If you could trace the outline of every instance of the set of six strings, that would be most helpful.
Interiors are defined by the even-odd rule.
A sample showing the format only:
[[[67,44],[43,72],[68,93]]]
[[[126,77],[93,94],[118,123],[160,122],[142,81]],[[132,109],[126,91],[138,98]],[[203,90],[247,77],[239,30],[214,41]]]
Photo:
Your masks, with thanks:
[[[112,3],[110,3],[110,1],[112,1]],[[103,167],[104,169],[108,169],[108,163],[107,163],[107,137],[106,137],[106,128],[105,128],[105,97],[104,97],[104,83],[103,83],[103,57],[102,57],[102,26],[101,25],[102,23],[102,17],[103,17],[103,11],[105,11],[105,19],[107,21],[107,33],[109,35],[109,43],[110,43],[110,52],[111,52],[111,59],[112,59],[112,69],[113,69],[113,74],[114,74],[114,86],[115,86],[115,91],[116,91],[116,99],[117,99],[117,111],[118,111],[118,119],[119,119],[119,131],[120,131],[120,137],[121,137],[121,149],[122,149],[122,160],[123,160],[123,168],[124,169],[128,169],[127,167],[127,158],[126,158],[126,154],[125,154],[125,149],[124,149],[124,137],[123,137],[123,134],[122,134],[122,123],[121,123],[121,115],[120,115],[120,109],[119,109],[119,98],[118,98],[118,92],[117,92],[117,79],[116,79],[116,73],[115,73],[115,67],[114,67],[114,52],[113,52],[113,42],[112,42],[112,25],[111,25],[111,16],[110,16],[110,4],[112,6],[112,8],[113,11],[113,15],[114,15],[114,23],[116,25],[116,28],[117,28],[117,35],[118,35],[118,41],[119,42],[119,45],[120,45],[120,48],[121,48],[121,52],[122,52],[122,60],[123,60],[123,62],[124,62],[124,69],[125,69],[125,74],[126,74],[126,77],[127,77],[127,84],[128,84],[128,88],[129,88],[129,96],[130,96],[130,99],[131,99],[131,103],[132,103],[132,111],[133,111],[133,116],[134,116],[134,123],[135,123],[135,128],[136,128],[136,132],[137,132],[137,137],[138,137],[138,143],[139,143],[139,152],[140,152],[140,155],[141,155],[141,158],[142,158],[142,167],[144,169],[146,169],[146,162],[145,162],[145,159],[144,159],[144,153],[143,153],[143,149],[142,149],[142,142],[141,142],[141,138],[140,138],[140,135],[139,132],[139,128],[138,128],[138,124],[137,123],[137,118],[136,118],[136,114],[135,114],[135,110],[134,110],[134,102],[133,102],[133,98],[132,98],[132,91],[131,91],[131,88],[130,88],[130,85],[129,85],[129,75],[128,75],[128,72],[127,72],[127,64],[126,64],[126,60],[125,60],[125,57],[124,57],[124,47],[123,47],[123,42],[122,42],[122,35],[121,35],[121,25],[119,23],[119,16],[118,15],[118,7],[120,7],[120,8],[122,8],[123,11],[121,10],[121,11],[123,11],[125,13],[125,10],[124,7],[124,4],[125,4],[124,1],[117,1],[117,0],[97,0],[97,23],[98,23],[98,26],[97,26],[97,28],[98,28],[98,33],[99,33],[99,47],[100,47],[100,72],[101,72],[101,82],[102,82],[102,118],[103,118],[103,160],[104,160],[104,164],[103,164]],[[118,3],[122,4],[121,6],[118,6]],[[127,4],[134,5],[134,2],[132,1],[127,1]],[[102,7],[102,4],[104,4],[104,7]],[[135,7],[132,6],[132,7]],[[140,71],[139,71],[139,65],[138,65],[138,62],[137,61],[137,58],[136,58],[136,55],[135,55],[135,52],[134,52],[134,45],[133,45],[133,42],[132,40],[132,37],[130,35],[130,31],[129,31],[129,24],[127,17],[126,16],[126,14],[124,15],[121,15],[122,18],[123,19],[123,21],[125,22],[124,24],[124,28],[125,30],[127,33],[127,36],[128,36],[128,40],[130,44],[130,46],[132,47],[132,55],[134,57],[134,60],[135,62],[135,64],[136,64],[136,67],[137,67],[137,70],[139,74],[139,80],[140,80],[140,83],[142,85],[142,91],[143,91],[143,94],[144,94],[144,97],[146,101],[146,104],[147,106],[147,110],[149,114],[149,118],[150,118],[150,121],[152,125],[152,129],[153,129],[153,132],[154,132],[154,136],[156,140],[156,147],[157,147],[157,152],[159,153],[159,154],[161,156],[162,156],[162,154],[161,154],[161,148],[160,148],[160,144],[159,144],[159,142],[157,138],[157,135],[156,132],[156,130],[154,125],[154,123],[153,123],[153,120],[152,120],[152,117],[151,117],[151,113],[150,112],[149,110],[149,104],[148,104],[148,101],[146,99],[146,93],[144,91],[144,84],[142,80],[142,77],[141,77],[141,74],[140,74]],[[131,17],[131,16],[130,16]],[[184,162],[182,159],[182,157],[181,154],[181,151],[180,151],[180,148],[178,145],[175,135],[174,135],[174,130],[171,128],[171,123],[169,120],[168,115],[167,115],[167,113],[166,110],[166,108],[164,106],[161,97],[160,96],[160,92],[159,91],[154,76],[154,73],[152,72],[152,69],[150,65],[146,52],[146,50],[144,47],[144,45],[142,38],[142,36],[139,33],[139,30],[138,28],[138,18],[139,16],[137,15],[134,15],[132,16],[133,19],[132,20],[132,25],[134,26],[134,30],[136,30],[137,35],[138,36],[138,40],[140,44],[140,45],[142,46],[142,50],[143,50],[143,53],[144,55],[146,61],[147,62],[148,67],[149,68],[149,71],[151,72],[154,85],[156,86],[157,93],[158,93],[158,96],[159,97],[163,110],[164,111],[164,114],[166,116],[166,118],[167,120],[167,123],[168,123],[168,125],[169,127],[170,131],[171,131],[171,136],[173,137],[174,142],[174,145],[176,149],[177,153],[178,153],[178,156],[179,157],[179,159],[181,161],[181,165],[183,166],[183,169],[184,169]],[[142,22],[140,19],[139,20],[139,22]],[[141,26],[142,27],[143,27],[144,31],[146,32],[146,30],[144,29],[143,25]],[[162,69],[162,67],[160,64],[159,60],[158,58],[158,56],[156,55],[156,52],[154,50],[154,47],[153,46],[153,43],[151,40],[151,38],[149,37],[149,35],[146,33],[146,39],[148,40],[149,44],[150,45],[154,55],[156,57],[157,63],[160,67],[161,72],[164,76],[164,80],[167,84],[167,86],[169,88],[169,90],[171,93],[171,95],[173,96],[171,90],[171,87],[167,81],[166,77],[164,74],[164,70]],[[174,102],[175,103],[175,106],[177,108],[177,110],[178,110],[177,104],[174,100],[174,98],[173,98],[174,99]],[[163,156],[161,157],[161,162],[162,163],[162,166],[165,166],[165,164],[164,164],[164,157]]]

+++++

Change "even-odd rule" to "nonzero winding rule" throughout the entries above, then write them out again with nothing else altered.

If you could trace the outline of every instance of the set of six strings, that would be most helpful.
Interiors are defined by the nonzero winding rule.
A sample showing the format only:
[[[67,44],[43,72],[68,93]]]
[[[126,77],[93,94],[118,123],[160,122],[142,81]],[[132,109],[126,91],[138,98]],[[203,90],[247,77],[239,30],[214,41]]]
Photo:
Your masks, with thanks:
[[[112,3],[110,3],[110,1],[112,1]],[[103,167],[104,169],[108,169],[108,163],[107,163],[107,137],[106,137],[106,128],[105,128],[105,97],[104,97],[104,83],[103,83],[103,57],[102,57],[102,26],[101,25],[102,23],[102,17],[103,17],[103,11],[105,11],[105,19],[107,21],[107,33],[109,35],[109,43],[110,43],[110,52],[111,52],[111,59],[112,59],[112,69],[113,69],[113,74],[114,74],[114,86],[115,86],[115,91],[116,91],[116,99],[117,99],[117,111],[118,111],[118,119],[119,119],[119,131],[120,131],[120,137],[121,137],[121,149],[122,149],[122,160],[123,160],[123,168],[124,169],[128,169],[127,167],[127,158],[126,158],[126,154],[125,154],[125,149],[124,149],[124,137],[123,137],[123,134],[122,134],[122,123],[121,123],[121,115],[120,115],[120,109],[119,109],[119,98],[118,98],[118,92],[117,92],[117,79],[116,79],[116,73],[115,73],[115,67],[114,67],[114,52],[113,52],[113,42],[112,42],[112,25],[111,25],[111,16],[110,16],[110,4],[112,6],[112,8],[113,11],[113,15],[114,15],[114,23],[116,25],[116,28],[117,28],[117,35],[118,35],[118,41],[119,42],[119,45],[120,45],[120,48],[121,48],[121,52],[122,52],[122,60],[123,60],[123,62],[124,62],[124,69],[125,69],[125,74],[126,74],[126,77],[127,77],[127,84],[128,84],[128,88],[129,88],[129,96],[130,96],[130,99],[131,99],[131,103],[132,103],[132,111],[133,111],[133,116],[134,116],[134,123],[135,123],[135,128],[136,128],[136,132],[137,132],[137,137],[138,137],[138,143],[139,143],[139,152],[140,152],[140,155],[141,155],[141,158],[142,158],[142,167],[144,169],[146,169],[146,162],[145,162],[145,159],[144,159],[144,153],[143,153],[143,149],[142,149],[142,142],[141,142],[141,138],[140,138],[140,135],[139,132],[139,128],[138,128],[138,124],[137,123],[137,118],[136,118],[136,114],[135,114],[135,110],[134,110],[134,102],[133,102],[133,98],[132,98],[132,91],[131,91],[131,88],[130,88],[130,85],[129,85],[129,75],[128,75],[128,72],[127,72],[127,64],[126,64],[126,60],[125,60],[125,57],[124,57],[124,47],[123,47],[123,42],[122,42],[122,35],[121,35],[121,25],[119,23],[119,16],[118,15],[118,7],[120,7],[120,8],[122,8],[123,11],[121,10],[121,11],[123,11],[125,13],[125,10],[124,7],[124,4],[125,4],[124,1],[117,1],[117,0],[97,0],[97,23],[98,23],[98,26],[97,26],[97,28],[98,28],[98,33],[99,33],[99,47],[100,47],[100,72],[101,72],[101,82],[102,82],[102,118],[103,118],[103,160],[104,160],[104,164],[103,164]],[[118,3],[122,4],[121,6],[118,6]],[[127,4],[134,5],[134,2],[132,1],[127,1]],[[102,7],[102,4],[104,4],[104,7]],[[135,7],[132,6],[132,7]],[[140,71],[139,71],[139,65],[138,65],[138,62],[137,61],[137,58],[136,58],[136,55],[135,55],[135,52],[134,52],[134,45],[133,45],[133,42],[132,40],[132,37],[130,35],[130,31],[129,31],[129,24],[127,17],[126,16],[126,14],[124,15],[121,15],[122,18],[123,19],[123,21],[125,22],[124,24],[124,28],[125,30],[127,33],[127,36],[128,36],[128,40],[130,44],[130,46],[132,47],[132,55],[134,57],[134,60],[135,62],[135,64],[136,64],[136,67],[137,67],[137,70],[139,74],[139,80],[140,80],[140,83],[142,85],[142,91],[143,91],[143,94],[144,94],[144,97],[146,101],[146,104],[147,106],[147,110],[149,114],[149,118],[150,118],[150,121],[152,125],[152,129],[153,129],[153,132],[154,132],[154,136],[156,140],[156,147],[157,147],[157,152],[159,153],[159,154],[161,156],[162,156],[162,154],[161,154],[161,148],[160,148],[160,144],[159,144],[159,142],[157,138],[157,135],[156,132],[156,130],[154,125],[154,123],[153,123],[153,120],[152,120],[152,117],[151,117],[151,113],[150,112],[149,110],[149,104],[148,104],[148,101],[146,99],[146,93],[144,91],[144,84],[142,80],[142,77],[141,77],[141,74],[140,74]],[[131,17],[131,16],[130,16]],[[184,162],[182,159],[182,157],[181,154],[181,151],[180,151],[180,148],[178,145],[175,135],[174,135],[174,130],[171,128],[171,123],[169,120],[168,115],[167,115],[167,113],[166,110],[166,108],[164,106],[161,97],[160,96],[160,92],[159,91],[154,76],[154,73],[152,72],[152,69],[150,65],[146,52],[146,50],[144,47],[144,45],[142,38],[142,36],[139,33],[139,30],[138,28],[138,18],[139,16],[137,15],[134,15],[132,16],[133,19],[132,20],[132,25],[134,26],[134,30],[136,30],[137,35],[138,36],[138,40],[140,44],[140,45],[142,46],[142,50],[143,50],[143,53],[144,55],[146,61],[147,62],[148,67],[149,68],[149,71],[151,72],[154,85],[156,86],[157,93],[158,93],[158,96],[159,97],[163,110],[164,111],[164,114],[166,116],[166,118],[167,120],[167,123],[168,123],[168,125],[169,127],[170,131],[171,131],[171,136],[173,137],[174,142],[174,145],[176,149],[177,153],[178,153],[178,156],[179,157],[179,159],[181,161],[181,165],[183,166],[183,169],[184,169]],[[142,22],[140,19],[139,20],[139,22]],[[141,26],[142,27],[143,27],[144,31],[146,32],[146,30],[144,29],[143,25]],[[162,69],[162,67],[160,64],[159,60],[158,58],[158,56],[156,55],[156,52],[154,50],[154,47],[153,46],[153,43],[151,40],[151,38],[149,37],[149,35],[146,33],[146,39],[148,40],[149,44],[150,45],[154,55],[156,57],[157,63],[160,67],[161,72],[164,76],[164,80],[167,84],[167,86],[169,88],[169,90],[171,93],[171,95],[173,96],[171,90],[171,87],[167,81],[166,77],[164,74],[164,70]],[[174,102],[175,103],[175,106],[177,108],[177,110],[178,110],[177,104],[174,100],[174,98],[173,98],[174,99]],[[163,156],[161,157],[161,162],[162,163],[162,166],[165,166],[165,164],[164,164],[164,157]]]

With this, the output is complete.